[Start]

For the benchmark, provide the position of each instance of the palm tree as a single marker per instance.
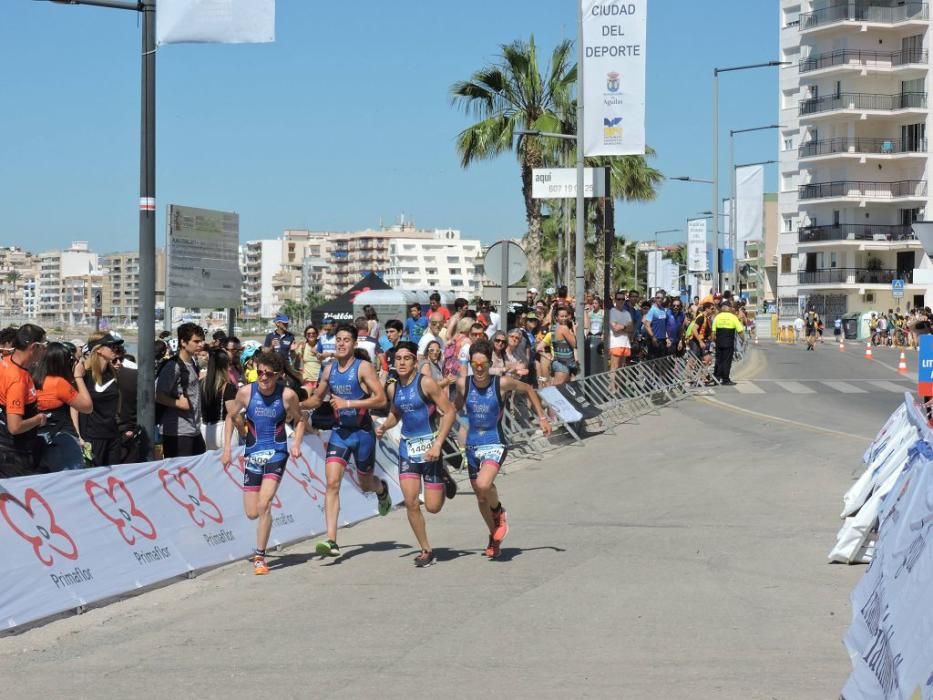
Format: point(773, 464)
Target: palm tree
point(510, 96)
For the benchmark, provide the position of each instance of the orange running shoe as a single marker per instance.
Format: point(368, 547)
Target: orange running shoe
point(502, 525)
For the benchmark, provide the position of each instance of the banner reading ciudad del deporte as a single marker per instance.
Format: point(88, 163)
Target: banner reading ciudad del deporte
point(613, 63)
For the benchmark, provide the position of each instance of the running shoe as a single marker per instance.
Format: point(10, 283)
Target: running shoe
point(450, 486)
point(385, 499)
point(327, 548)
point(426, 558)
point(260, 568)
point(502, 525)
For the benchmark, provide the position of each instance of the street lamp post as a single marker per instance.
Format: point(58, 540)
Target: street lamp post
point(715, 207)
point(145, 378)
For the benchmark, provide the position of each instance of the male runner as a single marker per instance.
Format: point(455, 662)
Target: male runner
point(415, 400)
point(268, 405)
point(483, 397)
point(355, 390)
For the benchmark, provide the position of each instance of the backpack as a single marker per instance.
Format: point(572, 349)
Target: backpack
point(451, 363)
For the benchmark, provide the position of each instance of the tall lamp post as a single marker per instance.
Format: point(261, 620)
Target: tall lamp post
point(145, 382)
point(716, 205)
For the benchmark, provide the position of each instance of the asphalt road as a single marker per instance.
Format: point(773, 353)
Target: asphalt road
point(683, 556)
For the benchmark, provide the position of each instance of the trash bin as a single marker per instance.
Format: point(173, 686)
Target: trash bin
point(594, 360)
point(850, 325)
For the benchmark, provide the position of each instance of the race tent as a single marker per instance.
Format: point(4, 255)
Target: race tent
point(341, 308)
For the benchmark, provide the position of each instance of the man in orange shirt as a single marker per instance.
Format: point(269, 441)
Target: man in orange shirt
point(19, 415)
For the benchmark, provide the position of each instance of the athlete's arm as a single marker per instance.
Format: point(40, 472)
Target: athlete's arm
point(507, 384)
point(320, 391)
point(393, 417)
point(448, 415)
point(293, 413)
point(370, 382)
point(238, 404)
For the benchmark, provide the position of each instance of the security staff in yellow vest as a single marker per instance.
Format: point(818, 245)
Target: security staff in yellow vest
point(725, 326)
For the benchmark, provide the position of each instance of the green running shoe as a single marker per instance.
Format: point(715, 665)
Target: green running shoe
point(327, 548)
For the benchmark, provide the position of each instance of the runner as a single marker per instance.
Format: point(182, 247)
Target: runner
point(355, 390)
point(268, 405)
point(483, 397)
point(416, 400)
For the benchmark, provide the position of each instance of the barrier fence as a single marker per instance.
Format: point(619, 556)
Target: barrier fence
point(73, 538)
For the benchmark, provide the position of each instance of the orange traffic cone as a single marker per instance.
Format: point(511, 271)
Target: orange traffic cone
point(902, 365)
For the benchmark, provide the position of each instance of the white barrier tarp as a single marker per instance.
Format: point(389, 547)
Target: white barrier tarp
point(76, 537)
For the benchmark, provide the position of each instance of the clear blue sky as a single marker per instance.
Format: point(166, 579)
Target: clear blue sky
point(342, 123)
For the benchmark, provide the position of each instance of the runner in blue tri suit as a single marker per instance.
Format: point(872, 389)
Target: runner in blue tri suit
point(354, 390)
point(268, 405)
point(483, 397)
point(416, 401)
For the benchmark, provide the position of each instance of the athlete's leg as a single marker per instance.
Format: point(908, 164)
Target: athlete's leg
point(411, 489)
point(333, 470)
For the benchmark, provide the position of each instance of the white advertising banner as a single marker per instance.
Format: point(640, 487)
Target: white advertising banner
point(697, 245)
point(749, 205)
point(215, 21)
point(203, 265)
point(613, 75)
point(75, 537)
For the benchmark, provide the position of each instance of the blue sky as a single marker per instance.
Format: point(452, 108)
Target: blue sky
point(342, 123)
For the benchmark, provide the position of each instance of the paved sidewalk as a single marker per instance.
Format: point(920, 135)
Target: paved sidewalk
point(681, 557)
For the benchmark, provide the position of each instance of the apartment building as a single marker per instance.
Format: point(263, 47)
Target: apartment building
point(444, 261)
point(274, 270)
point(862, 159)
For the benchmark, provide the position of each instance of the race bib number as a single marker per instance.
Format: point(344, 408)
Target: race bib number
point(257, 460)
point(418, 447)
point(492, 453)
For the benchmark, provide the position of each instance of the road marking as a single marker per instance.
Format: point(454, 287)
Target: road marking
point(748, 388)
point(805, 426)
point(844, 388)
point(889, 386)
point(796, 388)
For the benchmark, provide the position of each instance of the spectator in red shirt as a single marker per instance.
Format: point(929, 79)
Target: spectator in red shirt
point(19, 415)
point(60, 389)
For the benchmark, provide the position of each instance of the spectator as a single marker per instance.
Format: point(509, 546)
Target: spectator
point(178, 390)
point(437, 308)
point(19, 415)
point(60, 387)
point(280, 340)
point(415, 325)
point(218, 396)
point(100, 428)
point(433, 334)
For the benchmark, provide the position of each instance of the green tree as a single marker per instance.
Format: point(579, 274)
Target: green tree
point(514, 95)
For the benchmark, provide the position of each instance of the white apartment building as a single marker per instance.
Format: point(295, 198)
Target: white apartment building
point(863, 77)
point(443, 262)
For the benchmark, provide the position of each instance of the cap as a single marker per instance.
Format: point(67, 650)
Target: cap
point(106, 340)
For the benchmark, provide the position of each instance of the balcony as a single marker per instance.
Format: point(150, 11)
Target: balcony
point(861, 12)
point(848, 58)
point(861, 189)
point(861, 146)
point(855, 232)
point(862, 102)
point(852, 275)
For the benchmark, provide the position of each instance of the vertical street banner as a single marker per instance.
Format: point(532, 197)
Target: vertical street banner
point(613, 77)
point(749, 205)
point(696, 245)
point(215, 21)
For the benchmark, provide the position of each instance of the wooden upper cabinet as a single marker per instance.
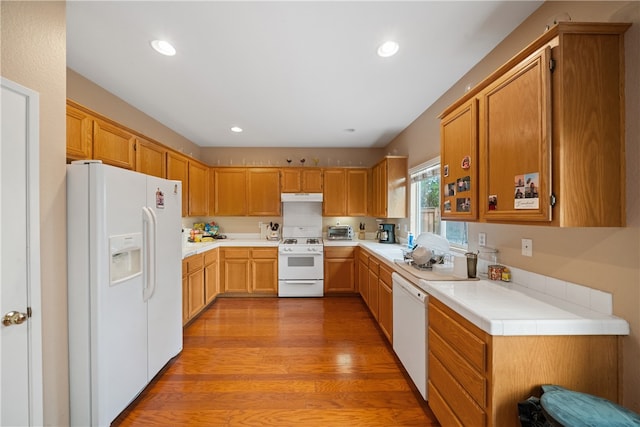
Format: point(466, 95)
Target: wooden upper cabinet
point(113, 145)
point(178, 169)
point(459, 163)
point(550, 131)
point(389, 188)
point(198, 189)
point(515, 143)
point(335, 192)
point(263, 192)
point(290, 180)
point(589, 177)
point(357, 200)
point(79, 134)
point(301, 180)
point(311, 180)
point(230, 189)
point(151, 158)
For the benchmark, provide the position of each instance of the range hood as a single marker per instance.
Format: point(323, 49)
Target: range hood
point(301, 197)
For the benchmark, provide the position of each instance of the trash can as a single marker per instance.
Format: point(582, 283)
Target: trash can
point(562, 407)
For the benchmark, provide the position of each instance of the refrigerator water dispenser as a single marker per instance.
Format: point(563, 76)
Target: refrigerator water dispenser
point(126, 257)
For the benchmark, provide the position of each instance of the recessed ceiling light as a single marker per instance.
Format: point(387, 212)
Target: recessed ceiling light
point(388, 48)
point(163, 47)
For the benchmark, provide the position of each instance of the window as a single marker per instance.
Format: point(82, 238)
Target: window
point(425, 206)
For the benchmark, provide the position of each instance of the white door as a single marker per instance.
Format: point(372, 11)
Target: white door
point(165, 305)
point(20, 310)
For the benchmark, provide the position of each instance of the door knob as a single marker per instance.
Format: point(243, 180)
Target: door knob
point(13, 318)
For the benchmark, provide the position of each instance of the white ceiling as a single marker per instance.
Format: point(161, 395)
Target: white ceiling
point(292, 73)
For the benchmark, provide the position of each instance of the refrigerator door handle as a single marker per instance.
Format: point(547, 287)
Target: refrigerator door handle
point(150, 222)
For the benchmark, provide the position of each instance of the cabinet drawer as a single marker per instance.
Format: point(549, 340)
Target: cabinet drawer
point(339, 252)
point(264, 253)
point(194, 263)
point(385, 275)
point(465, 408)
point(470, 379)
point(440, 408)
point(458, 337)
point(229, 253)
point(374, 265)
point(210, 256)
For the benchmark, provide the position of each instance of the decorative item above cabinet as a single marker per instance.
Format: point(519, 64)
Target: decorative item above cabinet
point(543, 136)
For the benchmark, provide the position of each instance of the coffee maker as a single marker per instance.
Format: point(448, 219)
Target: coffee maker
point(386, 233)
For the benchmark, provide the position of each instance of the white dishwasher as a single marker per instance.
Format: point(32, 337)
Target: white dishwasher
point(410, 330)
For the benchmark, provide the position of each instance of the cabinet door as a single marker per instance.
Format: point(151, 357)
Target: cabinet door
point(515, 143)
point(195, 283)
point(290, 180)
point(385, 301)
point(230, 191)
point(357, 192)
point(373, 287)
point(178, 169)
point(235, 272)
point(335, 192)
point(264, 270)
point(339, 269)
point(113, 145)
point(385, 309)
point(459, 163)
point(379, 190)
point(151, 159)
point(185, 300)
point(363, 276)
point(198, 189)
point(311, 180)
point(211, 277)
point(263, 192)
point(79, 134)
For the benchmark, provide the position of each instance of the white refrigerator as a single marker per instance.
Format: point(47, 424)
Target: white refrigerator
point(124, 286)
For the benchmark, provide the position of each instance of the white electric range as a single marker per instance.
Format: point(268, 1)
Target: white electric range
point(301, 250)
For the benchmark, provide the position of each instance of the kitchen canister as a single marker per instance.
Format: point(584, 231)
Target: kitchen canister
point(495, 272)
point(472, 263)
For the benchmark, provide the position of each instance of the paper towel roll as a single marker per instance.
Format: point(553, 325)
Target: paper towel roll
point(459, 266)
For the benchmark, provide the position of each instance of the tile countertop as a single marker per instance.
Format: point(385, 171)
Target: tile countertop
point(498, 309)
point(495, 307)
point(249, 240)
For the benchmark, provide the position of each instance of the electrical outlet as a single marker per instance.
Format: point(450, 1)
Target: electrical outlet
point(527, 247)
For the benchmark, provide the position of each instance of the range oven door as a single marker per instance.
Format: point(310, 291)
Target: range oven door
point(300, 288)
point(303, 266)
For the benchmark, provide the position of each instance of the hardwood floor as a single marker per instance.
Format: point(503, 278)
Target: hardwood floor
point(282, 362)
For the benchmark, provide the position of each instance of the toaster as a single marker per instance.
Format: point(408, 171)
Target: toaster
point(340, 232)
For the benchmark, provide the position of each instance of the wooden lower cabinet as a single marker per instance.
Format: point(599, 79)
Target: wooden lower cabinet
point(476, 379)
point(372, 302)
point(249, 270)
point(339, 269)
point(385, 301)
point(363, 275)
point(374, 285)
point(211, 276)
point(264, 271)
point(193, 286)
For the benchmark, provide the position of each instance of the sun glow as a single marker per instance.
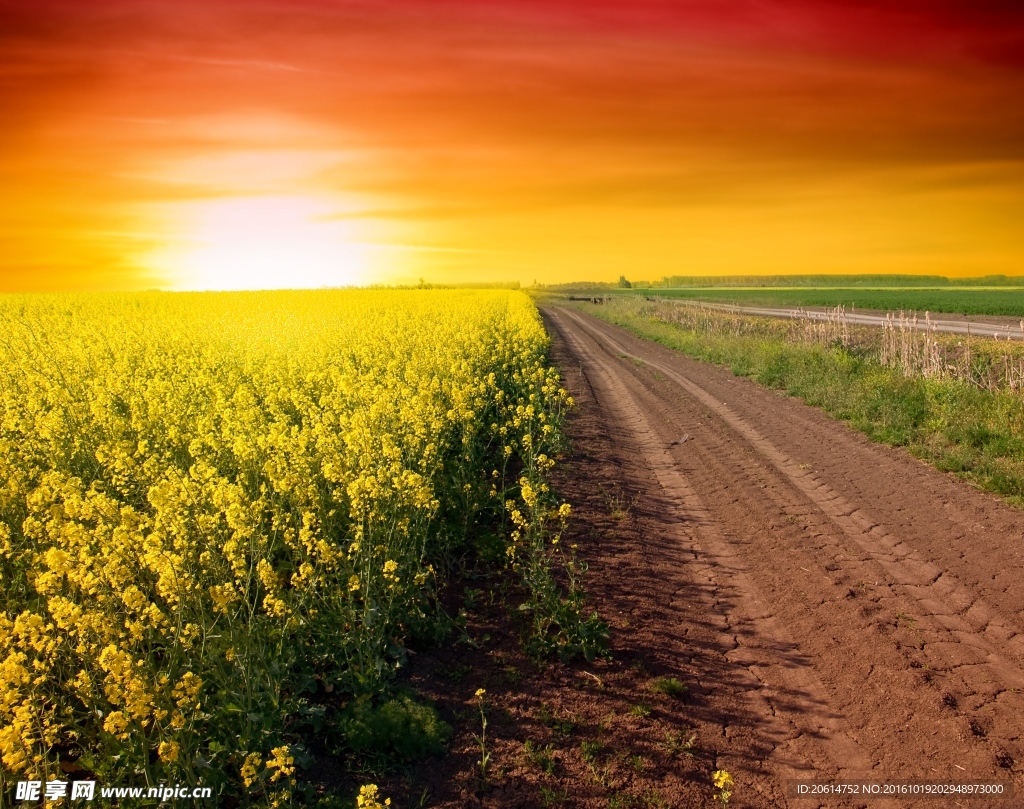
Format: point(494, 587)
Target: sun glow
point(261, 243)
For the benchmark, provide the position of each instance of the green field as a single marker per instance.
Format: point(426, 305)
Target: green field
point(1006, 301)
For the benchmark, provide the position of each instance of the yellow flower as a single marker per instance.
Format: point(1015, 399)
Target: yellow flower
point(368, 798)
point(250, 768)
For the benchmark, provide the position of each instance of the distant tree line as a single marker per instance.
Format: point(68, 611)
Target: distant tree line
point(793, 281)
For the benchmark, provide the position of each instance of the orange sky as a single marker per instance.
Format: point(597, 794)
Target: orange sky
point(310, 142)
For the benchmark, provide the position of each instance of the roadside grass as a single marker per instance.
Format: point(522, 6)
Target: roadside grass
point(1007, 302)
point(973, 433)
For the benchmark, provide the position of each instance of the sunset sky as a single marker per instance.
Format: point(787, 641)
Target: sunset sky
point(214, 144)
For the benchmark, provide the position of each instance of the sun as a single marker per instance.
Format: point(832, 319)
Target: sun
point(256, 243)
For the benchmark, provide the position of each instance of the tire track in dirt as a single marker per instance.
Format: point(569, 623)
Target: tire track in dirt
point(764, 647)
point(914, 676)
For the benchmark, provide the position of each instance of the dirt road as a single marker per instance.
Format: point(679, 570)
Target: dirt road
point(866, 610)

[End]

Give back the lines of the listing from the one with "grass as a single marker per instance." through the end, both included, exactly as written and with nothing added.

For the benchmark, provide the position of each instance of the roadside grass as a single marker per instance.
Format: point(522, 6)
Target: roadside grass
point(1007, 302)
point(973, 433)
For the benchmark, provide the position of each instance of the sunset sky as a single marker per instance.
Format: point(787, 641)
Target: sunset sky
point(214, 144)
For the benchmark, provide the position of each instance of the sun as a single marker per instance.
Format: point(832, 319)
Target: sun
point(256, 243)
For the benchmark, provide the position of each instance of the tire track in dirt as a single marker per instance.
Format: point(569, 623)
Target: tire track in dirt
point(764, 647)
point(914, 676)
For the benchmark, provide the position of each instance of the dirt road as a single marker per instance.
Format: point(679, 570)
Target: dirt road
point(866, 610)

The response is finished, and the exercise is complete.